## TEXTO PROPORCIONADO:
-.-.-
Por Ángeles Cano
[Foto cedido por Marta de la Cruz: "momentos tras el parto"]
Durante el proceso del parto, nuestros sentidos se vuelven increíblemente sensibles. Las hormonas nos hacen estar en un estado de alerta muy especial, y a la vez nos alejan del mundo para centrarnos en lo único importante en ese instante. Por desgracia, no todo el mundo es consciente de ello y en demasiadas ocasiones nos vemos bombardeadas por estímulos externos que distorsionan la pureza y la paz que debería tener ese momento.
De nuestros cinco sentidos, los cotidianos, los ordinarios, hay cuatro que suelen prevalecer, ya sea en positivo o en negativo, y las percepciones que recibimos a través de ellos nos marcan para siempre:
- La vista:«La noche de mi parto me pasé varios minutos en la calle, boquiabierta, mirando las luces de un centro comercial en la distancia; me parecía una verdadera composición de colores en la noche, ¡y te aseguro que el resto de los días no tiene nada de especial!»
- El gusto:«Me entraron unas ganas irresistibles de comer algo salado, ¡y me supo de maravilla!»
- El oído:«Jamás olvidaré el poco respeto del personal sanitario que me atendió en mi cesárea, que no dejaba de parlotear mientras en una radio sonaban de fondo Los 40 Principales».
- El tacto:«¡Qué momento, coger a mi bebé por primera vez y ponerlo encima de mi cuerpo, ambos desnudos, piel con piel!»
- El olfato…
¿Y el olfato? El olfato es el gran olvidado, y su relevancia y la impronta que dejan los olores que percibimos durante el parto también son imborrables. El parto lo vivimos con absolutamente todos los sentidos.
-.-.-
## MATERIAL DE ESTUDIO:
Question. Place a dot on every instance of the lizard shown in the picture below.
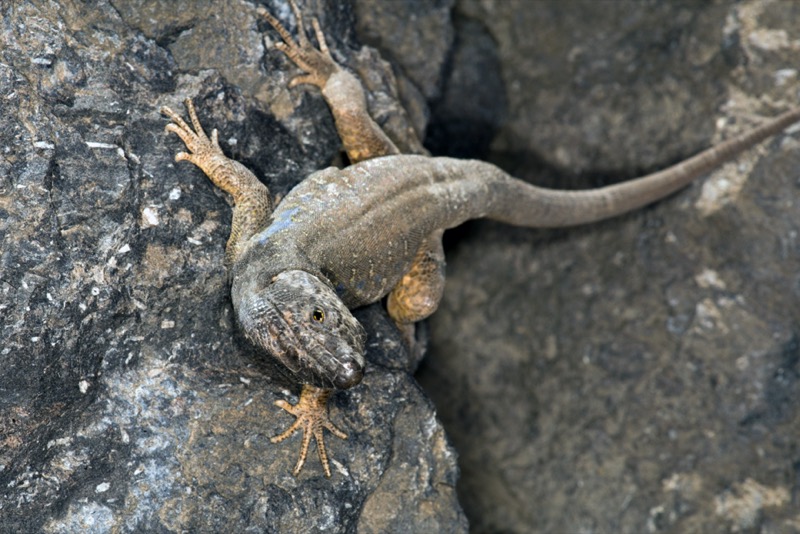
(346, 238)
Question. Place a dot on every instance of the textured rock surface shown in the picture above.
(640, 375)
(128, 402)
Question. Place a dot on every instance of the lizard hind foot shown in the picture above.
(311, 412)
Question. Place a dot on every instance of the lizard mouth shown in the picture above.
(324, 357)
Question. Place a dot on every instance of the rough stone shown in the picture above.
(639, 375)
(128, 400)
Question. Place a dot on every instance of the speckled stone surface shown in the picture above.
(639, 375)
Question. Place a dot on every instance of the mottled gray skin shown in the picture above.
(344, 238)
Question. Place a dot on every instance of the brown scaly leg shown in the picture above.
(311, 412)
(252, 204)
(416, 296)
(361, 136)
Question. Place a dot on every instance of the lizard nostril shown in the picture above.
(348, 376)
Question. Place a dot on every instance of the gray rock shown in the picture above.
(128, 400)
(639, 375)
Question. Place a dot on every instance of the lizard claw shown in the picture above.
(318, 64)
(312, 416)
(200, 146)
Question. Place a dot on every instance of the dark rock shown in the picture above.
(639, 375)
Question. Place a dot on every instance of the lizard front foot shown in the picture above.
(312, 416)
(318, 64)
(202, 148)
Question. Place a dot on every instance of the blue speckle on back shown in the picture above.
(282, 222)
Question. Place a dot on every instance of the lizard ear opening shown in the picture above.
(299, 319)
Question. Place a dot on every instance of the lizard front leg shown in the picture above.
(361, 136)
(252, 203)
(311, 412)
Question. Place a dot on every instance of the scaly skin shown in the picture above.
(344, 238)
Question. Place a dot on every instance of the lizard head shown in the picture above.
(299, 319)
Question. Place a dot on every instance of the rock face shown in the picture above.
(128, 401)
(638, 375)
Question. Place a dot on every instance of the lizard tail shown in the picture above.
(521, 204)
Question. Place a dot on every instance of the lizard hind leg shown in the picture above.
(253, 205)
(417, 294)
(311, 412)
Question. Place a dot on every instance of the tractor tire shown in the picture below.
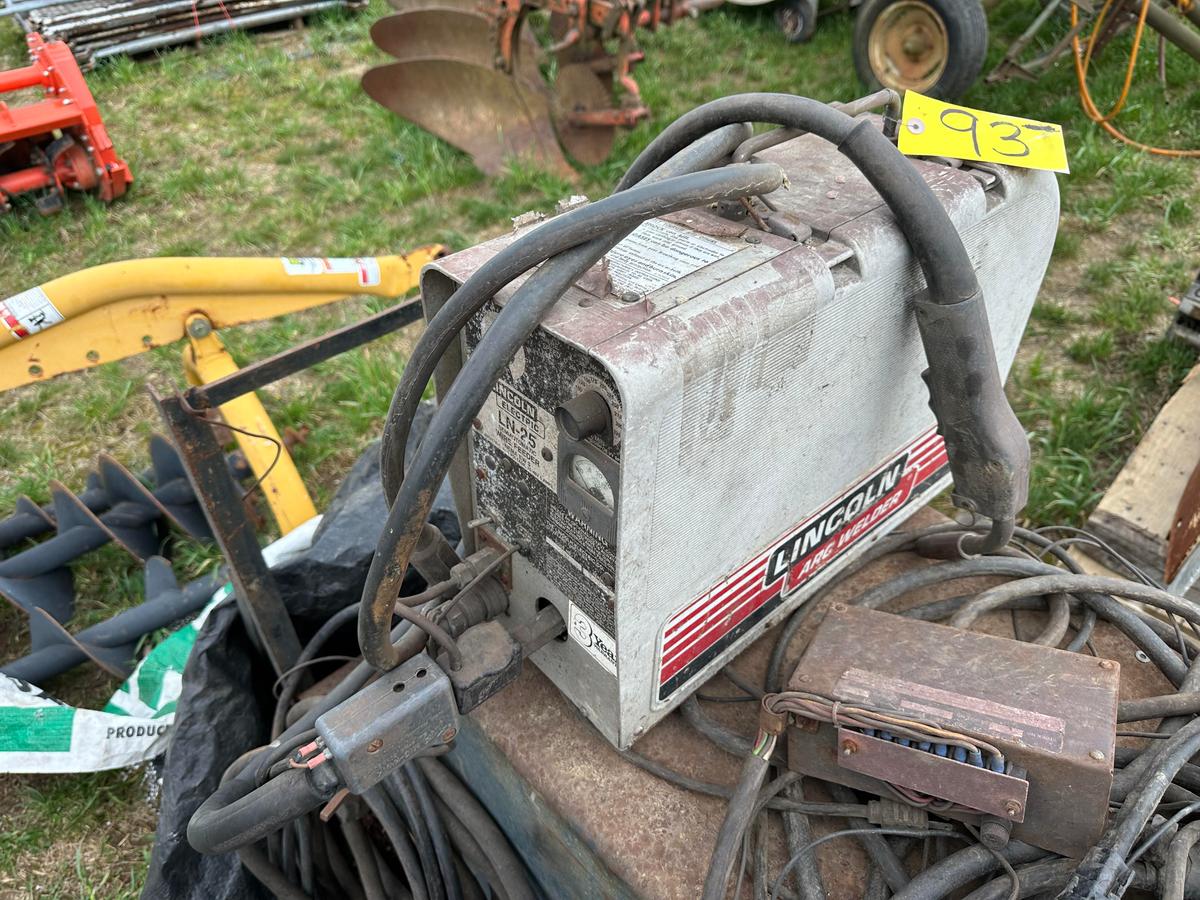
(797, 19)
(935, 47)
-.-.-
## PROBLEMA:
Transcriba del texto sobre los sentidos durante el parto el fragmento que comienza en "- El olfato…" y termina en "todos los sentidos.".

## RESPUESTA DEL EJERCICIO:
- El olfato…
¿Y el olfato? El olfato es el gran olvidado, y su relevancia y la impronta que dejan los olores que percibimos durante el parto también son imborrables. El parto lo vivimos con absolutamente todos los sentidos.